Nobile 2006: vino un po’ troppo “disciplinato”.4 min read

L’ultima volta che avevamo parlato di Nobile di Montepulciano era di scena il cambio del disciplinare (vedi) con l’aumento fino al 30% di uve diverse dal Sangiovese, autoctone o meno. Prima di commentare i nostri assaggi pensiamo sia giusto ripartire da lì.
Due parole scambiate con il direttore del Consorzio Paolo Solini ci hanno messo ancora più confusione in testa. Solini sostiene che quel 10% in più è stato chiesto soprattutto per fare spazio al primo, vero, ufficiale clone riconosciuto di Prugnolo Gentile. Fino ad ora infatti il Prugnolo era considerato, a livello legislativo come un alter ego del Sangiovese. Infatti per  quasi tutti i produttori i due termini erano intercambiabili e solo alcuni cultori della tradizione ci tenevano a dire che il loro era  “soltanto Prugnolo Gentile”. Adesso, con il nuovo disciplinare anche questi cultori dovranno usare il termine Sangiovese, se non per quei pochi ettari già esistenti di VERO Prugnolo Gentile.

In questa motivazione per il cambio del disciplinare ci sono diverse cose che stridono. Intanto, dopo anni (diciamo alcune centinaia per stare bassi) dove Sangiovese e Prugnolo erano considerati la stessa cosa (e probabilmente lo erano) il Prugnolo scompare ufficialmente dalla stragrande maggioranza dei vini di Montepulciano. Infatti i pochi ettari attualmente esistenti di VERO Prugnolo Gentile arriveranno a malapena al 1% della superficie totale. Quindi come primo risultato del nuovo disciplinare si azzera quello che credevamo storia enologica e che invece era solo un “modo di dire”.

Peccato che questo modo di dire continui ad essere usato dalla stragrande maggioranza dei produttori locali, come comprovano le schede che ci hanno mandato con gli uvaggi dei loro vini. Occorrerà quindi che il consorzio faccia una campagna informativa, prima di tutto tra i produttori al grido “E’ morto il Prugnolo, viva il Prugnolo!” perché da ora in avanti tutti i depliants andranno rivisti, tutte le schede tecniche riscritte e via cantando.

Che dire…… se il motivo principale del cambio di disciplinare fosse  questo forse si poteva agire anche diversamente, magari utilizzando quel 20% già permesso nel vecchio.

Forse è più semplice pensare che l’aumento serva a chi vuole utilizzare altre uve, autoctone o meno, in dosi maggiori perché il Prugnolo, scusate volevo dire Sangiovese, è molto difficile da coltivare e non da sempre ottimi risultati, specie confrontato con uve di “spessore” internazionale. Se i produttori, specie con la crisi attuale, vogliono avere le mani più libere e quindi chiedono un disciplinare più “possibilista”, ne hanno tutti i diritti: basta non nascondersi dietro un dito. Possiamo essere d’accordo o meno, ma almeno le cose sono chiare.

### DATI
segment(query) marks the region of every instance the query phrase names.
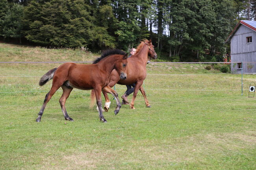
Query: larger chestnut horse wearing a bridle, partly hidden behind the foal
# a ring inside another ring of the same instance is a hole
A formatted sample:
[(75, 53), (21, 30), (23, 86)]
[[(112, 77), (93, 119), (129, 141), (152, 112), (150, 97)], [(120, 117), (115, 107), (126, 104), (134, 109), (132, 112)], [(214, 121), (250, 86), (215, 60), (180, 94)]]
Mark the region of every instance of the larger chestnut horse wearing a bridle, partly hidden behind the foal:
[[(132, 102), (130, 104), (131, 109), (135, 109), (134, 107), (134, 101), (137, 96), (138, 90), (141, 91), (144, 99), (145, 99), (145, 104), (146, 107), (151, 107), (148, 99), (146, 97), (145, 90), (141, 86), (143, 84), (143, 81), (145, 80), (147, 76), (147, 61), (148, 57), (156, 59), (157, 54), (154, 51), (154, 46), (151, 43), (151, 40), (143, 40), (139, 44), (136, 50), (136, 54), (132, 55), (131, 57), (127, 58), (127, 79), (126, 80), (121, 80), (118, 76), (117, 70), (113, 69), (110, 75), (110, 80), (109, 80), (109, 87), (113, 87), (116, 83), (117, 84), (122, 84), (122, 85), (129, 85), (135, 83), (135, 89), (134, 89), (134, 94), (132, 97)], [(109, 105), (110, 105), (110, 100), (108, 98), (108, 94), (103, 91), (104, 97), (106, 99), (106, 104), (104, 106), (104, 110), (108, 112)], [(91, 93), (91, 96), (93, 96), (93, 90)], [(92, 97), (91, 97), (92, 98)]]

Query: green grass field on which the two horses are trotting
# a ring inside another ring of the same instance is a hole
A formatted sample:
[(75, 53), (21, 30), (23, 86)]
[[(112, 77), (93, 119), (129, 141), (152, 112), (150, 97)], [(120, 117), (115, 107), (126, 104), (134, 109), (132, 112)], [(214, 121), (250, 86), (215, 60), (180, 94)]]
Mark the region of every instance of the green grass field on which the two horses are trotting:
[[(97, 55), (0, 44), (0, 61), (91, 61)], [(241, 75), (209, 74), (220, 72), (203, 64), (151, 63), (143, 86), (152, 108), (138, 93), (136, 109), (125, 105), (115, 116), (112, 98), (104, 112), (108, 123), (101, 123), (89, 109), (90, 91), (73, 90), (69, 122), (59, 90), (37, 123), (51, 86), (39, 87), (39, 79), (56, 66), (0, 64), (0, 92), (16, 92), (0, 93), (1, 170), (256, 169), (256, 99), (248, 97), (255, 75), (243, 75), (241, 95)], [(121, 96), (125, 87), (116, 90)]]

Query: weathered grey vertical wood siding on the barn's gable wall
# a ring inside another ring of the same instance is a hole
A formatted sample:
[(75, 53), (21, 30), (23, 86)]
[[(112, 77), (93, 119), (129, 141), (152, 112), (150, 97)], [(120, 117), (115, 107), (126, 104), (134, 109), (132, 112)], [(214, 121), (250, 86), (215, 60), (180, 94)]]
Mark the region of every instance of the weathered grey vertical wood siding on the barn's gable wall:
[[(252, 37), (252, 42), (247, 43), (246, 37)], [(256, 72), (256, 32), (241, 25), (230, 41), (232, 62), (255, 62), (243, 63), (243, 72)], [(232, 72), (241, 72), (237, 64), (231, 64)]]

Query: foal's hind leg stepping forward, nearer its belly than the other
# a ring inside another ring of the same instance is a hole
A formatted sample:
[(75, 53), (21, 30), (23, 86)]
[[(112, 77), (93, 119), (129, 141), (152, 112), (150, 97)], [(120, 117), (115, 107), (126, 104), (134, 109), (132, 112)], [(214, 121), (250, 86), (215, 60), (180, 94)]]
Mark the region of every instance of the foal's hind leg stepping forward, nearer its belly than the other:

### ISTRUZIONI
1: Riproduca fedelmente il passo dell'articolo sul Nobile di Montepulciano che si apre con le parole contenenti "Che dire…… se" e si chiude con "cose sono chiare.".
2: Prosegua l'articolo sul Nobile di Montepulciano a partire dall'ultima frase riportata.

### ESITI DEI COMPITI
1:
Che dire…… se il motivo principale del cambio di disciplinare fosse  questo forse si poteva agire anche diversamente, magari utilizzando quel 20% già permesso nel vecchio.

Forse è più semplice pensare che l’aumento serva a chi vuole utilizzare altre uve, autoctone o meno, in dosi maggiori perché il Prugnolo, scusate volevo dire Sangiovese, è molto difficile da coltivare e non da sempre ottimi risultati, specie confrontato con uve di “spessore” internazionale. Se i produttori, specie con la crisi attuale, vogliono avere le mani più libere e quindi chiedono un disciplinare più “possibilista”, ne hanno tutti i diritti: basta non nascondersi dietro un dito. Possiamo essere d’accordo o meno, ma almeno le cose sono chiare.

2:
Anche la posizione del Presidente Carletti, il quale afferma che “Il Terroir di Montepulciano è superiore e riconoscibile aldilà del Sangiovese in purezza o meno” ci sembra abbastanza discutibile, vista la diversità stilistica notevole che impera nel Vino Nobile.

Ma veniamo a parlare dei vini. Abbiamo assaggiato l’annata 2006 di Vino Nobile, alcune Riserve 2005 ed i Rossi di Montepulciano del 2008 e 2007. Dell’annata 2006 ho già parlato più volte ed oramai credo di avere indossato le vesti di suo “nemico pubblico n° 1”. Anche con i Nobili quelle caratteristiche di ritrosia al  naso e lieve durezza tannica (che ad un certo punto dell’assaggio sfocia in una specie di  mancanza di corpo e concentrazione) sono state il leit motiv della nostra degustazione. Un discreto numero di  vini ha avuto però buoni punteggi, mostrando anche un eleganza ed una morbidezza molto “internazionalistica”.

Questo non vuol dire trovare note immediatamente riconducibili a vitigni come merlot e cabernet ma incontrare delle morbidezze abbastanza strane per un vino fatto con Sangiovese di zone con buone componenti arrgillose. In altre parole: quelle diversità stilistiche accennate sopra tendono comunque più verso il “vino rotondo e piuttosto morbido” che verso il “sangiovese nervoso”.  Non è un segreto che a noi piacciono più quelli della seconda fascia, e non per niente le 4 Stelle sono arrivate da vini con tali caratteristiche. Accanto ai Nobile “base” c’erano anche le “Selezioni 2006”: non sono andate male mediamente, ma ancora non riescono a convincerci soprattutto a causa di eccesive estrazioni  non supportate adeguatamente da “grassezza tannica”.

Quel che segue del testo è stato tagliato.